%%
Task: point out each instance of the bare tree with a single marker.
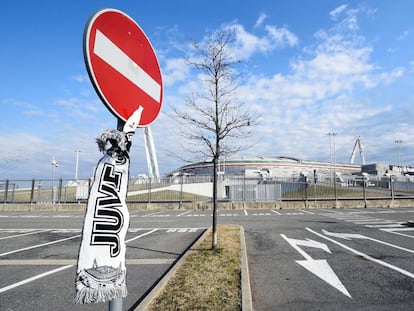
(213, 121)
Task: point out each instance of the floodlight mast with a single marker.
(152, 162)
(361, 152)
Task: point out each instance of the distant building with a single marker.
(268, 167)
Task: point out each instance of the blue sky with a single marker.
(309, 68)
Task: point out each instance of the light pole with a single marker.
(77, 164)
(54, 164)
(399, 142)
(333, 158)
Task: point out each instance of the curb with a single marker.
(247, 304)
(245, 279)
(163, 282)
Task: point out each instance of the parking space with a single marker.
(39, 265)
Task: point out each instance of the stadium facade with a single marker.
(269, 167)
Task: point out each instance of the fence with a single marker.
(199, 189)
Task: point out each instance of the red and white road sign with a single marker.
(122, 65)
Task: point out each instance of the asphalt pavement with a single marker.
(327, 259)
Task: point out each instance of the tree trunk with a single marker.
(214, 229)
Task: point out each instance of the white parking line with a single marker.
(368, 257)
(19, 235)
(39, 245)
(184, 213)
(141, 235)
(36, 277)
(276, 212)
(151, 214)
(33, 278)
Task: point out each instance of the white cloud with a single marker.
(262, 17)
(174, 70)
(282, 36)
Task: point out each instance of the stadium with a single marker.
(268, 167)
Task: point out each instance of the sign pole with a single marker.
(116, 304)
(124, 70)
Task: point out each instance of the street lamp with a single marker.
(77, 164)
(333, 158)
(399, 153)
(54, 164)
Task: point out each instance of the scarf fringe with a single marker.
(86, 295)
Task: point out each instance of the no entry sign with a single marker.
(122, 65)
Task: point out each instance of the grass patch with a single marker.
(208, 279)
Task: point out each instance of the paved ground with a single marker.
(298, 259)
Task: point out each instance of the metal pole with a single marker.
(77, 164)
(115, 304)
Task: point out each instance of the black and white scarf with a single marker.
(101, 270)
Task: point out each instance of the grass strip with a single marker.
(208, 279)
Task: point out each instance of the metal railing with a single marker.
(199, 189)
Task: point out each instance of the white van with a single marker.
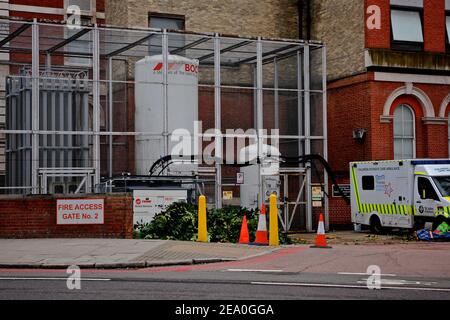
(400, 193)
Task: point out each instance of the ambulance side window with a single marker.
(368, 183)
(425, 189)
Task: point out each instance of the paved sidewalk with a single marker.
(117, 253)
(356, 238)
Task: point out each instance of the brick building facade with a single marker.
(389, 77)
(92, 11)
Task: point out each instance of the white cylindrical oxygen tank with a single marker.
(182, 101)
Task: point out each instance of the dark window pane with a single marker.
(368, 183)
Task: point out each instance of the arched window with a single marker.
(404, 133)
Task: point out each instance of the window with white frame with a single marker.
(167, 21)
(406, 27)
(82, 46)
(404, 133)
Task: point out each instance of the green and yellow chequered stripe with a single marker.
(389, 209)
(445, 211)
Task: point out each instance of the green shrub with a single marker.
(179, 222)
%%
--- Exercise task ---
Please copy every item above word for word, leaving out the pictures.

--- Problem solution ---
Task: point out each instance of the bare tree with a single marker.
(213, 121)
Task: point out each instance of the floodlight mast with a single marker.
(152, 162)
(361, 152)
Task: point out each instance of the distant building with a single marker.
(268, 167)
Task: point out each instance of the blue sky with a single marker.
(309, 68)
Task: point out each instance of the light pole with a single marker.
(77, 164)
(54, 164)
(399, 142)
(333, 158)
Task: point out each instance of the curb with a single marker.
(247, 304)
(245, 279)
(163, 282)
Task: point out each instance of the parking space with a single marker.
(39, 265)
Task: point out each instance of the stadium facade with a single marker.
(269, 167)
Task: point out each instance of the fence with a single marker.
(199, 189)
Task: point out each instance of the red and white road sign with a single marker.
(122, 65)
Task: point out each instance of the asphalt pavement with a single marker.
(327, 259)
Task: point out each instance of the tree trunk with a single marker.
(214, 229)
Task: point out each instance of the white parking line with a single marker.
(368, 257)
(19, 235)
(39, 245)
(184, 213)
(141, 235)
(36, 277)
(276, 212)
(151, 214)
(33, 278)
Task: point out each instance of the white cloud with a single marker.
(262, 17)
(174, 70)
(282, 36)
Task: point out each instance of the stadium with a single marker.
(268, 167)
Task: point out each instance of the sign pole with a single marker.
(116, 304)
(124, 70)
Task: point out each instance of the street lamp with a single marker.
(77, 164)
(333, 158)
(399, 153)
(54, 164)
Task: point out each instance of the scarf fringe with a single marker.
(86, 295)
Task: point out each instance of the no entry sign with a single marker.
(122, 65)
Task: point out each instance of the grass patch with a single marker.
(208, 279)
Task: point out each instance of the paved ground with a single marker.
(298, 259)
Task: point out each instance of the metal pole with a single marker.
(77, 164)
(115, 304)
Task: point out each instance of the black and white scarf with a single marker.
(101, 270)
Task: point out each instance of the grass strip with a single marker.
(208, 279)
Task: point out each instance of the metal railing with a single marker.
(199, 189)
Task: point out each instance of the white van with a single marker.
(400, 193)
Task: point out each instance of the ambulance side window with a single marker.
(368, 183)
(425, 189)
Task: point out each instance of the paved sidewalk with a single marker.
(117, 253)
(356, 238)
Task: point out each instance of the brick building facade with a single marker.
(389, 77)
(92, 11)
Task: point out each instance of the white cylindrical oxygen tank with a single marker.
(182, 101)
Task: point out each instance of the dark window pane with a single marker.
(368, 183)
Task: point out each instance of the arched window with a single marker.
(404, 133)
Task: point out each instance of the window with white frame with a single marker.
(167, 21)
(406, 27)
(82, 46)
(404, 133)
Task: point out each instance of the green and yellow chequered stripe with a single marker.
(389, 209)
(445, 211)
Task: point out each instance of the green shrub with a single marker.
(179, 222)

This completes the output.